- SHORT PROBLEM
Repeat each record exactly. Any picture gets left out.

[Coordinate annotation entries]

══════════

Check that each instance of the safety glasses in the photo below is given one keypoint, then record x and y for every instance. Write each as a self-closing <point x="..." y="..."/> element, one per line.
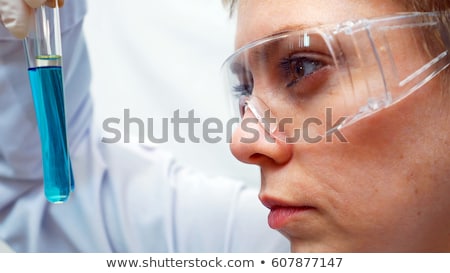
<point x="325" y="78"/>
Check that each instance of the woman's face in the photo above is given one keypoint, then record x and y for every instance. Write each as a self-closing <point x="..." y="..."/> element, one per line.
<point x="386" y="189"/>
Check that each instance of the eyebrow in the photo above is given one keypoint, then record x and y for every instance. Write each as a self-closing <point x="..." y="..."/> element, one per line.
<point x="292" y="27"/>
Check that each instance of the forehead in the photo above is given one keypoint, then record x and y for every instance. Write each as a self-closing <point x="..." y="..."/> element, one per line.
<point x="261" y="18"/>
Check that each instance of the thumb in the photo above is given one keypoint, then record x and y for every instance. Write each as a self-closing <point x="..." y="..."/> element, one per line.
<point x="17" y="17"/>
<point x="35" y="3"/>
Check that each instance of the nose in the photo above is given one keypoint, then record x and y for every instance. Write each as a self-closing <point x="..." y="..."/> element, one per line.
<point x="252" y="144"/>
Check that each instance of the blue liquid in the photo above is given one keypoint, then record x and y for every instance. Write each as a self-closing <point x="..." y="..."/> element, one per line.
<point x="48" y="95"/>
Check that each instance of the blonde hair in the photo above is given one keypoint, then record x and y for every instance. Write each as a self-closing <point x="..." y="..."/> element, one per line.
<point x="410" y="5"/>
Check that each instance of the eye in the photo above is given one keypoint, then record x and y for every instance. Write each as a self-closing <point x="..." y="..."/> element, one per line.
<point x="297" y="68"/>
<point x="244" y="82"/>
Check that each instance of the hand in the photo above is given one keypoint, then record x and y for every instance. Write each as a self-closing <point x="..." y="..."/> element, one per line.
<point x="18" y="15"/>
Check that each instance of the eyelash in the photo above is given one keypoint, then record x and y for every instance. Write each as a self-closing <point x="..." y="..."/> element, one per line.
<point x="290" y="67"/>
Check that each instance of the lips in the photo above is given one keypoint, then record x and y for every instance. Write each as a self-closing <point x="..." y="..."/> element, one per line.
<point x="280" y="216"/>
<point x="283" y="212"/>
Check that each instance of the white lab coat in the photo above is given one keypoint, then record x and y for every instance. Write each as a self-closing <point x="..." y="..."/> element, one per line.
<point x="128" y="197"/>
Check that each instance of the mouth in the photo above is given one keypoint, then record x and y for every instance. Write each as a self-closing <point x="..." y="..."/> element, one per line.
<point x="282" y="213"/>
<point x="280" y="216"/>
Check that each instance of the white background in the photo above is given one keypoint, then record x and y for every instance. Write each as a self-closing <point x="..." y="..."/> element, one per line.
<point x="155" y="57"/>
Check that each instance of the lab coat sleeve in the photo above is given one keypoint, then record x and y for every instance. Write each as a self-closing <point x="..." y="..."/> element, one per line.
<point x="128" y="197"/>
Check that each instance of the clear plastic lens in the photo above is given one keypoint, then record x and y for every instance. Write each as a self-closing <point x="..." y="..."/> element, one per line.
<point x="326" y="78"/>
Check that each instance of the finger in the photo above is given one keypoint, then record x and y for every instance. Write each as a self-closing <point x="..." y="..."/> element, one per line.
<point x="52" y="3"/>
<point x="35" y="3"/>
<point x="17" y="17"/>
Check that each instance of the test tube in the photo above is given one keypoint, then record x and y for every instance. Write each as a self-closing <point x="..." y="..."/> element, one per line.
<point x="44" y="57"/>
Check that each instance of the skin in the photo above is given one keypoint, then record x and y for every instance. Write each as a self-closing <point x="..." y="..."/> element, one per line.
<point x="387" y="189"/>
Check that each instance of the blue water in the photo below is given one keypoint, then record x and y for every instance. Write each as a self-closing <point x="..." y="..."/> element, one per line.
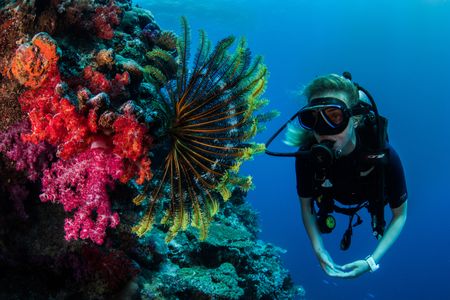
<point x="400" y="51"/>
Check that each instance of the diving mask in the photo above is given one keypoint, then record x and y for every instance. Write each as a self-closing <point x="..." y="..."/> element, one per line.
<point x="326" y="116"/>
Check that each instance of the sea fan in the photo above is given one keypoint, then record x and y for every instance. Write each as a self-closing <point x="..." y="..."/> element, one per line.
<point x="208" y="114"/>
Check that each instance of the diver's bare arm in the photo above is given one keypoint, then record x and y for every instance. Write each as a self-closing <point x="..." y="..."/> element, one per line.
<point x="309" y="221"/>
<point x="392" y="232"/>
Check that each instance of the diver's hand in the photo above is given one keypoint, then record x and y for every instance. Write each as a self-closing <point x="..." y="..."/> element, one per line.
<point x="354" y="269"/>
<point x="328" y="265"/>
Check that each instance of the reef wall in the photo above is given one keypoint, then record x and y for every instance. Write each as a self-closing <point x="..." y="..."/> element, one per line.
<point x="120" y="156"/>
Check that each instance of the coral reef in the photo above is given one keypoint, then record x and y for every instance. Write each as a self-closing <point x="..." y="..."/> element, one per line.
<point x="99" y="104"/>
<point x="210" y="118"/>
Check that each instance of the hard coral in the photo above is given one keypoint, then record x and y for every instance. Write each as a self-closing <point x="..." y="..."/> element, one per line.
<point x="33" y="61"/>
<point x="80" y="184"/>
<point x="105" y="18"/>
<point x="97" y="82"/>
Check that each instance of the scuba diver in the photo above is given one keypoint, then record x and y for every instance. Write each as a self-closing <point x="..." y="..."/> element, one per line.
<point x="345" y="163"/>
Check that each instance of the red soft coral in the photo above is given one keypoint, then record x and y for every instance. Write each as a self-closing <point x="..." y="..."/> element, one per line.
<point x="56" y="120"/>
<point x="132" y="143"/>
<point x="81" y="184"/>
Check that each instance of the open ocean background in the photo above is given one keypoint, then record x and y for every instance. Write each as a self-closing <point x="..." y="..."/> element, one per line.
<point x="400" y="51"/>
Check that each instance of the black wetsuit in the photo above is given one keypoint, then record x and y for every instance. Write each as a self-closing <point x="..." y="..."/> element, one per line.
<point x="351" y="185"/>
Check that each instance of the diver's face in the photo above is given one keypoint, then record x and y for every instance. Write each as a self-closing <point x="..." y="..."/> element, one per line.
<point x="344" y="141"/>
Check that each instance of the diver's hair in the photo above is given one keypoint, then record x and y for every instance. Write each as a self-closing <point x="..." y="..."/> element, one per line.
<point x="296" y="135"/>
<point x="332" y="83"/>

══════════

- FULL SOLUTION
Check that each instance of the safety glasses in the photo below is given one keypoint, then record x and y for every instance. Write each as a self-closing <point x="..." y="..."/> element, one per line.
<point x="325" y="78"/>
Check that each instance of the woman's face in the photo above is given one keypoint, then record x and y for every instance. Write each as a self-closing <point x="..." y="..."/> element, one per line.
<point x="386" y="189"/>
Check that each instance of the eyebrow in the photo above is given one keypoint, then record x and y for every instance. Write each as a self-closing <point x="..." y="..."/> element, one per line.
<point x="292" y="27"/>
Check that each instance of the forehead in the photo above is given one keypoint, then record x and y for every instance. Write each as a self-closing <point x="..." y="..."/> element, one per line.
<point x="261" y="18"/>
Check that each instance of the thumb in the photo above is given one keypoint, then record x and y for every instance. Write each as a self-closing <point x="..." y="..."/> element, one per line.
<point x="17" y="17"/>
<point x="35" y="3"/>
Check that each instance of the nose in the photo above is given one keypoint, then record x and y for every instance. Write each as a self-closing <point x="..." y="..."/> element, one per line.
<point x="252" y="144"/>
Check that each instance of the blue liquid in the photo above is given one keypoint, then record x and y for every instance. Write each as a self-closing <point x="..." y="..."/> element, one per line.
<point x="48" y="95"/>
Check that each instance of the blonde hair in the photo above is given one keypoint, then record x and y for every instance. Write each as a self-closing <point x="..." y="..."/> element, one per line.
<point x="410" y="5"/>
Check that each instance of the eye in the photo above is given one keypoint, then record x and y for every instance. Write each as a self-closing <point x="..." y="..."/> element, one per line.
<point x="297" y="68"/>
<point x="244" y="82"/>
Check that each instance of the hand in the photo above is given one keypoint, then record x and y for every instance. Write each as a self-closing <point x="..." y="..."/> element, one per line.
<point x="18" y="15"/>
Check that each instance of the eyelash in the photo above is given one keypoint, then record x and y for every instance. Write each as a self-closing <point x="..." y="..."/> element, one per line.
<point x="290" y="67"/>
Check that each instance of the lips in the photo above is given one keypoint, then record x and y for every instance. Write each as a self-closing <point x="..." y="..."/> element, one per line.
<point x="280" y="216"/>
<point x="283" y="212"/>
Check that each instance of the white lab coat in the photo above is given one keypoint, then record x and y for every instance. Write each as a self-closing <point x="..." y="..."/> element, one per line.
<point x="128" y="197"/>
Check that each instance of the mouth in the photo above is given one keypoint, then record x and y for every instance. Write each as a self-closing <point x="..." y="..."/> element, one per line.
<point x="282" y="213"/>
<point x="280" y="216"/>
Check that each instance of the white background in the photo above is given one keypoint, then record x and y for every instance. Write each as a self-closing <point x="..." y="..."/> element, one per line.
<point x="155" y="57"/>
Check that each instance of the lab coat sleeve in the photo above is given one keypoint, then record x and y for every instance. Write each as a self-closing <point x="..." y="..."/> element, one per line.
<point x="128" y="197"/>
Check that each instance of the clear plastic lens in the photo above is given one keypoint, then record x and y for every instance. Write each as a self-closing <point x="..." y="..."/> element, one per line.
<point x="326" y="78"/>
Check that each instance of the finger in the photo above is given one keypoint, then record x and y for every instance. Write each as a self-closing <point x="..." y="..."/> element, one per line.
<point x="52" y="3"/>
<point x="35" y="3"/>
<point x="17" y="17"/>
Check that each instance of the test tube in the photo above is given one keypoint, then record x and y for every instance. Write each as a self-closing <point x="..." y="..."/> element, one per line.
<point x="44" y="57"/>
Check that each instance of the skin in the photo above is given one keypoint, then record x and y for every instance. Write each as a self-closing <point x="..." y="..."/> element, one per line.
<point x="387" y="189"/>
Check that each instance of the blue water in the photo below is given one keypoint, then record x and y for every instance. Write each as a self-closing <point x="..." y="..."/> element, one per line.
<point x="400" y="51"/>
Check that each instance of the diving mask in the photo above is given one keypoint, then record x and y for every instance. Write each as a self-closing <point x="..." y="..."/> element, one per line.
<point x="326" y="116"/>
Check that each instance of the sea fan in the photo above is given one keypoint, then record x and y for every instance. Write each as a self-closing <point x="..." y="..."/> element, one per line.
<point x="208" y="114"/>
Check that each instance of the diver's bare arm in the photo above is given one keypoint, then record x and y for every instance. Write each as a self-closing <point x="..." y="..."/> element, one per line.
<point x="309" y="221"/>
<point x="392" y="232"/>
Check that each instance of the diver's hand in the photo above is given one keypoint, then record x and y for every instance. Write each as a self-closing <point x="..." y="..."/> element, one per line.
<point x="354" y="269"/>
<point x="328" y="265"/>
Check that each instance of the reef wall in the photo above is given one keypoint, then record x and y for every instance. Write each as a self-closing <point x="..." y="..."/> element, one per line.
<point x="120" y="156"/>
Check that each instance of the coral reef in the photo above is given one keypoint, then record x and y for every instance. Write each as a self-closing <point x="..." y="..."/> element, one per line.
<point x="99" y="104"/>
<point x="210" y="118"/>
Check that each instance of the hard coral in the photo above is given one keypoint, then record x and y for every instance. Write each as a self-closing <point x="..." y="..."/> element, one per line.
<point x="33" y="61"/>
<point x="80" y="184"/>
<point x="105" y="18"/>
<point x="97" y="82"/>
Check that each instance of the scuba diver in the photo above is given one keypoint, then record x and y for every instance. Write each as a self-closing <point x="..." y="..."/> element, one per line.
<point x="345" y="163"/>
Check that each instance of the red soft coral in the photo above is given one keypoint, then record x and y for every instance. Write each as a self-closing <point x="..." y="..."/> element, one per line.
<point x="56" y="120"/>
<point x="132" y="143"/>
<point x="81" y="184"/>
Check that each instance of the open ocean background in the photo above is given one keypoint, then record x and y for every instance. Write each as a self-closing <point x="..." y="..."/> element, one per line.
<point x="400" y="51"/>
Check that each instance of the black wetsuit in the photo above is given one keypoint, then record x and y for every instance. Write each as a self-closing <point x="..." y="..."/> element, one per line.
<point x="351" y="185"/>
Check that each instance of the diver's face in the photo above is given one keypoint, then record x and y for every instance. Write each as a self-closing <point x="..." y="..."/> element, one per line.
<point x="344" y="141"/>
Check that each instance of the diver's hair in the photo above is given one keypoint, then record x and y for every instance. Write each as a self-closing <point x="..." y="..."/> element, one per line.
<point x="296" y="135"/>
<point x="332" y="83"/>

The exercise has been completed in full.